John Allen, from Mayfield in Cork City, said the department “has no moral qualms about spending far more on defence lawyers than they would ever have spent on damages”.
“They have no qualms either around trying to frighten off some of the most vulnerable people, people they failed to protect originally,” said Mr Allen.
A decision on whether Mr Allen and other victims will have to pay costs was due to be made in the High Court yesterday but was adjourned.
Nr Allen has been fighting for the right to sue the department for the sexual abuse he suffered in Cork’s North Monastery. It follows Louise O’Keeffe’s acclaimed victory in the European Court of Human Rights.
In recent weeks, the High Court ruled against him and the other victims, deeming that notices of discontinuance they signed in 2008, before the ECHR victory, were akin to a legal binding settlement that can’t be reopened.
During leader’s questions yesterday, Sinn Féin TD Mary Lou McDonald accused the State of “ preventing these victims pursuing their search for justice”.
Education Minister Richard Bruton said some such victims have received ex gratia payments from the State redress scheme and added that the costs issue is being dealt with by the courts.
The Child Law Clinic at UCC and the Irish Human Rights and Equality Commission are both contesting how the State interpreted the O’Keeffe judgment in its redress scheme.

■ Instructions ■
#1 Answer these questions using the article on the abuse victims' court case:
(a) Where did Mr Allen suffer the sexual abuse he is seeking to sue over?
(b) In what year did the victims sign the notices of discontinuance?
(c) Who said the costs issue is being dealt with by the courts?
#2 Return an exact copy of the passage in the article on the abuse victims' court case that begins at the words "In recent weeks, the" and stops after the words "its redress scheme.".

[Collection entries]
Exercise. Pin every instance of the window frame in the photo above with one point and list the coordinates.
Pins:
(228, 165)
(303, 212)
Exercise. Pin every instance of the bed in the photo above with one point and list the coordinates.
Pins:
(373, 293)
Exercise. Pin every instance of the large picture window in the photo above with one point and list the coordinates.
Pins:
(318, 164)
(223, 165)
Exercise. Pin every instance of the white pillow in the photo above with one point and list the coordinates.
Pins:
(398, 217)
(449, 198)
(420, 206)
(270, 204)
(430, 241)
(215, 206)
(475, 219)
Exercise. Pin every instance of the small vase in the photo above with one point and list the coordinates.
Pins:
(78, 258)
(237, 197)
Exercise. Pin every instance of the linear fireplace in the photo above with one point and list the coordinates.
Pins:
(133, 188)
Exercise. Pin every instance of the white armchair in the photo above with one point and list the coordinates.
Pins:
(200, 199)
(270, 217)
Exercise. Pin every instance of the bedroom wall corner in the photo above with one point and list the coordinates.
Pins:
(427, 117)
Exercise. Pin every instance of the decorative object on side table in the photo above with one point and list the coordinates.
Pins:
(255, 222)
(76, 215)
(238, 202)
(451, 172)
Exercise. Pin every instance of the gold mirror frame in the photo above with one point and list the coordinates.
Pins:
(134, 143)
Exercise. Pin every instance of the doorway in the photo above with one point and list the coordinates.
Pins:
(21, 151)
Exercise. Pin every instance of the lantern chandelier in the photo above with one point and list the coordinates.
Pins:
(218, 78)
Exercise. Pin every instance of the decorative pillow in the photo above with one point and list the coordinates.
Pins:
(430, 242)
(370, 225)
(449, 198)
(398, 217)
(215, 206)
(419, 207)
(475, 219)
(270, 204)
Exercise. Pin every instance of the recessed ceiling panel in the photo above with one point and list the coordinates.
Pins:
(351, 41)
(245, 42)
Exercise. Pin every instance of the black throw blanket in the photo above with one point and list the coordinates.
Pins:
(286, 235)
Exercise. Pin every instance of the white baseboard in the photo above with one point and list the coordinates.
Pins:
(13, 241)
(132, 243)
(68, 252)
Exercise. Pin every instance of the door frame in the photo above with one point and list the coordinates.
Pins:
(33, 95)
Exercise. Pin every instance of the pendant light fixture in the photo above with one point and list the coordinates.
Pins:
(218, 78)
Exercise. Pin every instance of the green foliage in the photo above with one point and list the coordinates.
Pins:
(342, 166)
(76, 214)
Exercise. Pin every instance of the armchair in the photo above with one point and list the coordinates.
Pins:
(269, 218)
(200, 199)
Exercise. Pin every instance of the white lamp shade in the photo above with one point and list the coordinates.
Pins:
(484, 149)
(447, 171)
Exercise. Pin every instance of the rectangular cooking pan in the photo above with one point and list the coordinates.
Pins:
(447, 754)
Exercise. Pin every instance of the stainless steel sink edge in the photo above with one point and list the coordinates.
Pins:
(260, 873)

■ Your responses ■
#1
(a) Cork's North Monastery
(b) 2008
(c) Education Minister Richard Bruton

#2
In recent weeks, the High Court ruled against him and the other victims, deeming that notices of discontinuance they signed in 2008, before the ECHR victory, were akin to a legal binding settlement that can’t be reopened.
During leader’s questions yesterday, Sinn Féin TD Mary Lou McDonald accused the State of “ preventing these victims pursuing their search for justice”.
Education Minister Richard Bruton said some such victims have received ex gratia payments from the State redress scheme and added that the costs issue is being dealt with by the courts.
The Child Law Clinic at UCC and the Irish Human Rights and Equality Commission are both contesting how the State interpreted the O’Keeffe judgment in its redress scheme.